TASK MATERIAL:
^^^^^^^^^^^^^^^^

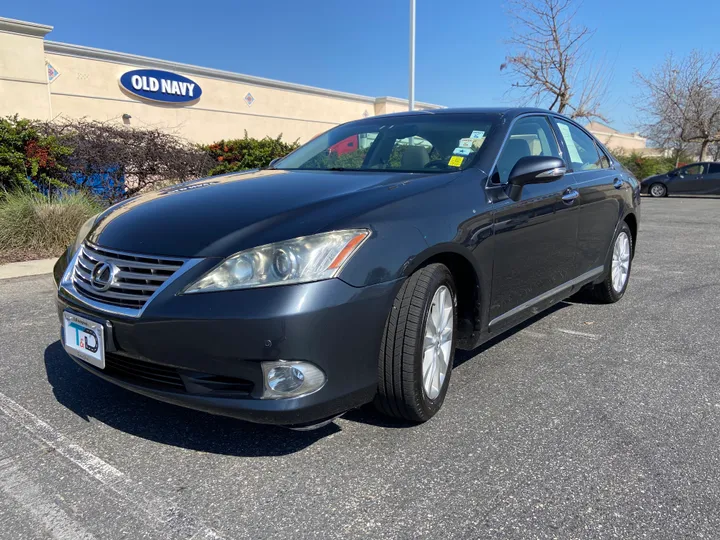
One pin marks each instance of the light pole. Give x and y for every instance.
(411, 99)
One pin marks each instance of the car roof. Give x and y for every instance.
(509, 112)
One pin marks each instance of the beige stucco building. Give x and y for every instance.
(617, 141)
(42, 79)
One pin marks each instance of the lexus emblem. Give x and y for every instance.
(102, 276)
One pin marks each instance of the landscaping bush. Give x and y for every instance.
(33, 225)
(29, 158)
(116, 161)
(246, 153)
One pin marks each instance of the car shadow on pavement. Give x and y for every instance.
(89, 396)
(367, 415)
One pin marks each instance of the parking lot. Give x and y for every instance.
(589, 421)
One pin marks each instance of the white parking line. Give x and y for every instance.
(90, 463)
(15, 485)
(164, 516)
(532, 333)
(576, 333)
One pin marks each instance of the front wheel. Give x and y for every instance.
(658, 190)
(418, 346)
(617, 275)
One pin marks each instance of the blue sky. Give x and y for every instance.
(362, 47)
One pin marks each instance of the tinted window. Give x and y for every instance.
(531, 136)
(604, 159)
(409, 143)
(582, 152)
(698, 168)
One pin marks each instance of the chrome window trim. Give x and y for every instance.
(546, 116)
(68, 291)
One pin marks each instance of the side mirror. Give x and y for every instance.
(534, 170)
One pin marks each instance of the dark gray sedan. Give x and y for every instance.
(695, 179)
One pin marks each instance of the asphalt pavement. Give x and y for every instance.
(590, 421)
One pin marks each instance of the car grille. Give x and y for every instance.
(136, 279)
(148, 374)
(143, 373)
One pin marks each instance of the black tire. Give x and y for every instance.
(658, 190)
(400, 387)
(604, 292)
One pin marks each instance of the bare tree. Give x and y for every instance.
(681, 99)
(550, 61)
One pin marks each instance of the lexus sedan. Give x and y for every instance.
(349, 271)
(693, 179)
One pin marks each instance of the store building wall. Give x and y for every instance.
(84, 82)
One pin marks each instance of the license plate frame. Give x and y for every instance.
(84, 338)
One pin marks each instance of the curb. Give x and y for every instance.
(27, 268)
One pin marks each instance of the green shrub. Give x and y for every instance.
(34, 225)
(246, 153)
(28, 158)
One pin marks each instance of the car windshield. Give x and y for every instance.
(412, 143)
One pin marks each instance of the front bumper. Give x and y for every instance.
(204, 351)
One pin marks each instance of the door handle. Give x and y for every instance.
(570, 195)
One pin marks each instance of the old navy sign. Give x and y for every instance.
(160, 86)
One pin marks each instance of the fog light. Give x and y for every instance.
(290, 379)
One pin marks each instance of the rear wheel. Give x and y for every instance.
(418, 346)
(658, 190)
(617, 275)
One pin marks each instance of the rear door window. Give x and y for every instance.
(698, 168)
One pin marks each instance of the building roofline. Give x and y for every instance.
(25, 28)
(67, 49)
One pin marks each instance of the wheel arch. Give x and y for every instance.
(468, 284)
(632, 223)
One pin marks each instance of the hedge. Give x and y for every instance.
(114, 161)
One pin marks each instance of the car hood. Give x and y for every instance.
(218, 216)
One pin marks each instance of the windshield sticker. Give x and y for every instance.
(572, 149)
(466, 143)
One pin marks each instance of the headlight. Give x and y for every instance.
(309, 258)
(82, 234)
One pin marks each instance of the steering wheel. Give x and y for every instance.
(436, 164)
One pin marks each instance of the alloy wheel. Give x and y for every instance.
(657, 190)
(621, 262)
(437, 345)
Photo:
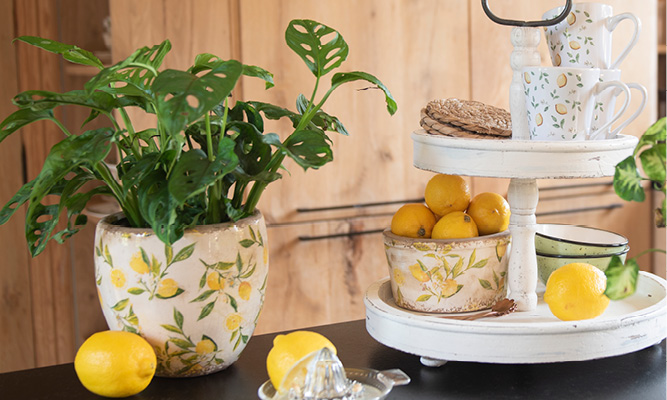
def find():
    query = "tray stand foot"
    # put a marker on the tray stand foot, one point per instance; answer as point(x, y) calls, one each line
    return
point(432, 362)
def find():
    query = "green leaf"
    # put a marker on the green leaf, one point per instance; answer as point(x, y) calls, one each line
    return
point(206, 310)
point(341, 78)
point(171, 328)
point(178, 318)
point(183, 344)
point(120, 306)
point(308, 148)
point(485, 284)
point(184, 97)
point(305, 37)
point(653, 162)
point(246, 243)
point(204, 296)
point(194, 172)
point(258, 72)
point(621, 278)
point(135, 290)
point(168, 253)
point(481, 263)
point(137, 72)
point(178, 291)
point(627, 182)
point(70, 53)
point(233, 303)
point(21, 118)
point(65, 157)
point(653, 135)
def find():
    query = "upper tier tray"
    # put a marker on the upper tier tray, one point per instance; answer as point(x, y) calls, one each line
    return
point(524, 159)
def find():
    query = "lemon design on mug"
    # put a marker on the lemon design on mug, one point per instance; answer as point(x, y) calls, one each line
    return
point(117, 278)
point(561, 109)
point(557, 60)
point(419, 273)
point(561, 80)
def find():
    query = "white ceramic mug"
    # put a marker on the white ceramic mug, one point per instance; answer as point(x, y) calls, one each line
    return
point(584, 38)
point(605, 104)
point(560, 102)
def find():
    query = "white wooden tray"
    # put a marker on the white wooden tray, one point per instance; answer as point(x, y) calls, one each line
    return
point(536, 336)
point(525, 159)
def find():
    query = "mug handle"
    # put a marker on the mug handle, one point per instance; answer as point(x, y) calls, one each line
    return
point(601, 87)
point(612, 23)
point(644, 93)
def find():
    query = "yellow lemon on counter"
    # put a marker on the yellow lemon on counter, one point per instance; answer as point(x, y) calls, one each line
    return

^^^^^^^^^^^^^^^^

TASK:
Pictures excluded, quote all the data above exactly.

EXPECTED OUTPUT:
One pin marks each instance of the light pole. Give x and y for every instance.
(411, 99)
One pin marks each instance of the car roof. Give x and y for every instance.
(509, 112)
One pin marks each instance of the beige stucco building. Give x and y for every instance.
(617, 141)
(42, 79)
One pin marks each instance of the lexus emblem. Give x and y for every instance.
(102, 276)
One pin marks each instance of the landscaping bush. Give x and y for every instance.
(33, 225)
(29, 158)
(116, 161)
(246, 153)
One pin marks each instance of the car shadow on pavement. Give x and y for every instance.
(89, 396)
(367, 415)
One pin marks each instance of the parking lot. Give x and y for every instance.
(589, 421)
One pin marks each instance of the white parking line. Give x and y for every instance.
(90, 463)
(15, 485)
(164, 516)
(532, 333)
(576, 333)
One pin marks each instance of the front wheel. Give x and y for every instance.
(658, 190)
(418, 346)
(617, 275)
One pin marks each instance of the blue sky. Give x and y for every instance.
(362, 47)
One pin marks each instance of the tinted window. Give x and y for every instance.
(531, 136)
(604, 159)
(409, 143)
(582, 152)
(698, 168)
One pin marks each instance of the chrome window trim. Give x and y for every instance.
(546, 116)
(68, 291)
One pin marks each instance of the side mirror. Give x and y for every instance.
(534, 170)
One pin marks each instance of the dark gray sedan. Give x and y for every instance.
(695, 179)
One pin marks each instance of the asphalt pavement. Give x and y for every instance.
(590, 421)
One pin marks each instance of the car grille. Give x and y for every instance.
(136, 279)
(148, 374)
(143, 373)
One pin marks each instance of the black tire. Give x and y for every instance.
(658, 190)
(400, 387)
(604, 292)
One pin marks each instance of the bare tree. Give x and y for every instance.
(681, 99)
(550, 61)
One pin marks each instance of the lexus sedan. Give x and y for every instance.
(349, 271)
(693, 179)
One pin marks each instance of the store building wall. Give x and y for every instance.
(84, 82)
One pin marks each instance of the license plate frame. Give x and y for every instance.
(84, 338)
One pin marks each instance of the curb. Give x and y for every instance.
(27, 268)
One pin marks each instance of the green shrub. Give x and y for every instance.
(34, 225)
(246, 153)
(28, 158)
One pin marks each instance of the car windshield. Give x and y for every instance.
(412, 143)
One pin marks each instance of the front bumper. Give x and y for every instance.
(204, 351)
One pin marks each instance of the door handle. Give x and y for every instance.
(570, 195)
One pin marks each instance of the old navy sign. Give x and y for every instance.
(160, 86)
One pin marks each instance of the fog light. Give x and y for every instance.
(290, 379)
One pin marks each instance of the rear wheel. Give x and y for every instance.
(418, 346)
(658, 190)
(617, 275)
One pin marks each instance of the rear door window. Give x and y for every instance.
(698, 168)
One pin marks each instance of the building roofline. Give x and y for every instance.
(25, 28)
(67, 49)
One pin marks each instance of the wheel arch. Give x and y for every instance.
(468, 284)
(632, 223)
One pin marks each instance of the hedge. Give x and y for every instance.
(114, 161)
One pin marks each instance of the car hood. Give x and y for every instance.
(218, 216)
One pin marks each instance of the windshield sticker. Give x and y for every instance.
(572, 149)
(466, 143)
One pin marks each instance of the headlight. Give x and y for every instance.
(309, 258)
(82, 234)
One pin marks each instance of the steering wheel. Give x and y for every instance.
(436, 164)
One pin marks each instance of the alloy wheel. Give x and y for every instance.
(657, 190)
(621, 262)
(437, 345)
Photo:
def find():
    query = "tray stand foot"
    # put a marker on the tray stand foot, one point per instance; answer as point(x, y) calls, one each line
    return
point(432, 362)
def find():
    query = "green leaf"
    # put a marker on the green leaf, one point per instance; answer as point(x, y) calls, one each line
    return
point(206, 310)
point(341, 78)
point(171, 328)
point(178, 318)
point(183, 344)
point(120, 306)
point(308, 148)
point(485, 284)
point(184, 97)
point(305, 37)
point(653, 162)
point(246, 243)
point(204, 296)
point(194, 172)
point(258, 72)
point(621, 278)
point(135, 290)
point(168, 253)
point(481, 263)
point(137, 72)
point(178, 291)
point(627, 182)
point(70, 53)
point(233, 303)
point(21, 118)
point(65, 157)
point(653, 135)
def find():
    query = "upper tier tray"
    # put a marker on the upper tier tray, one point per instance; answer as point(x, y) calls, one each line
    return
point(524, 159)
def find():
    query = "lemon design on mug"
    # put a marker on the lemon design on mug, one point per instance; answer as point(x, y) calls, one each line
    return
point(117, 278)
point(561, 109)
point(557, 60)
point(419, 273)
point(561, 80)
def find():
    query = "white ceramic mug"
    # put a marker on the white ceramic mug, one point per instance; answer as point(x, y) calls, one each line
    return
point(584, 38)
point(605, 104)
point(560, 102)
def find():
    query = "white wooden tray"
    # put a marker on the white wooden tray, one point per instance; answer as point(x, y) calls, one each line
    return
point(536, 336)
point(525, 159)
def find():
    query = "mug handle"
    # put a marker on the mug handle, one point per instance; answer as point(x, y) calls, one each line
    return
point(601, 87)
point(612, 23)
point(644, 93)
def find():
    query = "yellow lemon on counter"
    # put a marker on the yellow lemon on counter, one point per instance; answer as point(x, y) calls, one each line
    return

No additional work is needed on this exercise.